━━━ Provided passage ━━━

A Record Of Achievement
It’s not like Mountain Valley was unaccustomed to being honored for its high-level work in caring for its frail and elderly residents.
The facility won the AHCA/NCAL Bronze award in 2005 and Silver award (the only Idaho facility to ever reach that level) in 2007, before focusing on the journey to Gold, culminating in this year’s achievement.
“In 2010, our center was one of only 173 in the nation and the only Idaho center to be ranked by U.S. News and World Report as ‘Best Nursing Homes in the Nation,’” Butler says.
“Also, for 2010-2011 we received the Idaho Health Care Association quality award based on 2010 quality outcomes in our activity program, improved and sustained over a six-year period … and in 2011 for our customer satisfaction outcomes rating in the top 10 percent of the nation as ranked by My InnerView.”
The honors didn’t stop there.
Mountain Valley staff won the state of Idaho’s Skilled Nursing Employee of the Year for 2010 and 2011, plus the state’s Resident of the Year for 2011 and Volunteer of the Year for 2010.
What Defines The AHCA/NCAL Award Program
The AHCA/NCAL National Quality Award Program has three progressive step levels. Applications are judged by trained examiners who provide feedback on opportunities for improvement to support continuous learning. Facilities must achieve an award at each level to progress to the next level.
Bronze: Commitment To Quality
Bronze applicants begin their quality journey by developing an organizational profile, including vision and mission statements, an awareness of their environment and customers’ expectations, and a demonstration of their ability to improve a process.
Silver: Achievement in Quality
These applicants demonstrate a level of achievement in their quality journey through good performance outcomes that have evolved from how they embrace the core values and concepts of visionary leadership, focus on the future, resident-focused excellence, management by innovation, and focus on results and creating value.
Gold: Excellence in Quality
Gold applicants must show superior performance over time that is based on their systematic approaches to leadership, strategic planning, focus on customers, measurement, analysis and knowledge management, workforce focus, process management, and results. These applicants address the complete Health Care Criteria for Performance Excellence.
Mary Ousley Receives Quality Honor
AHCA/NCAL has named Mary Ousley recipient of its 2011 Friends of Quality Award. She was scheduled to receive the award during the association’s annual convention in Las Vegas in September.
Ousley works for the Centers for Medicare & Medicaid Services (CMS) as the advisory provider representative to the agency’s policy and regulatory development of OBRA 1987 Survey, Certification, Enforcement, and Medicare.
“In the field of expertise in quality care, Mary Ousley is second to none,” said Gov. Mark Parkinson, president and chief executive officer of AHCA/NCAL. “Our profession has made advancements in quality that simply would not be possible without her knowledge and commitment,” he said.
The AHCA/NCAL award is given to a person or organization that has made a significant national contribution to advancing quality performances in the long term care field. Recipients must consistently advocate for quality approaches, while demonstrating the ability to educate and advocate for a systems approach to quality improvement, among other requirements.
Ousley has also sat on the CMS and Quality Improvement Organization’s Nursing Facility Technical Expert Panel on the development and implementation of a quality improvement model for long term care.
She currently is on the technical expert panel for the standards and regulatory development of Section 6102 Quality Assurance & Performance Improvement of the Patient Protection & Affordable Care Act.
Over the previous two decades, Ousley has been appointed and made recommendations for the U.S. General Accounting Office Health Policy Advisory Committee, the Joint Commission, and the National Commission on Nursing and has frequently provided congressional testimony regarding health care policy.

━━━

■ **Exercise tasks**:
- a) Answer these questions using the quality awards article:
(i) In what year did Mountain Valley win the AHCA/NCAL Silver award?
(ii) How many step levels does the AHCA/NCAL National Quality Award Program have?
(iii) In what city was the association's annual convention held, where Mary Ousley was scheduled to receive her award?
- b) Reproduce the part of the quality awards article that begins at the words "What Defines The" and stops after "improve a process.".
- c) Translate this sentence from the quality awards article into Spanish: "Facilities must achieve an award at each level to progress to the next level."

━━━ The data ━━━

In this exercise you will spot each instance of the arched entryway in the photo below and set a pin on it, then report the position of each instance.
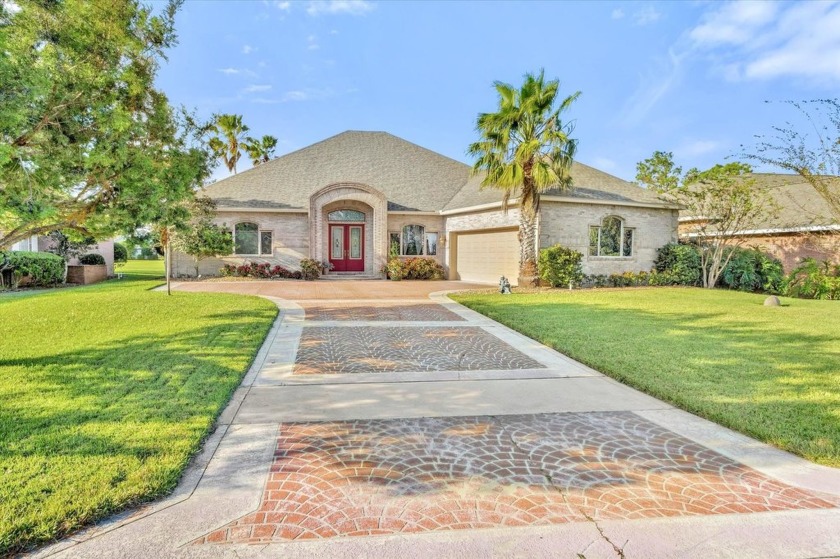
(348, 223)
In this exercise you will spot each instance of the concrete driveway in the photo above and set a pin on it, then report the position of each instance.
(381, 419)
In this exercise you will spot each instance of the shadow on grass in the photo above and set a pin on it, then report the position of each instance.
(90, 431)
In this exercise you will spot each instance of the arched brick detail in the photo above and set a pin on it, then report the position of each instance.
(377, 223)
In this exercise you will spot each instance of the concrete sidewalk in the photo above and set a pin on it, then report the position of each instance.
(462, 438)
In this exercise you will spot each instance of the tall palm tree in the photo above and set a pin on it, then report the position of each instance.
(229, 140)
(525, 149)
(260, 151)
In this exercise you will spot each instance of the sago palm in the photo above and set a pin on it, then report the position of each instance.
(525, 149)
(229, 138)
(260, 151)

━━━
━━━ The data ━━━

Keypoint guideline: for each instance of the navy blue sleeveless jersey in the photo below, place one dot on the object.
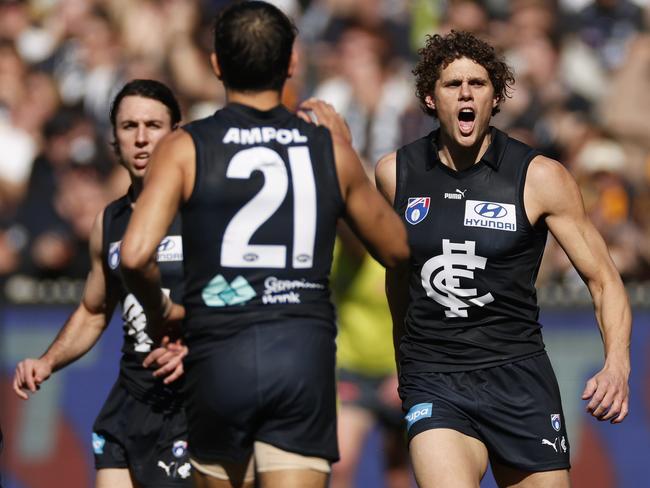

━━━

■ **Answers for this exercise**:
- a)
(i) 2007
(ii) Three
(iii) Las Vegas

- b)
What Defines The AHCA/NCAL Award Program
The AHCA/NCAL National Quality Award Program has three progressive step levels. Applications are judged by trained examiners who provide feedback on opportunities for improvement to support continuous learning. Facilities must achieve an award at each level to progress to the next level.
Bronze: Commitment To Quality
Bronze applicants begin their quality journey by developing an organizational profile, including vision and mission statements, an awareness of their environment and customers’ expectations, and a demonstration of their ability to improve a process.

- c) Los centros deben obtener un premio en cada nivel para avanzar al siguiente nivel.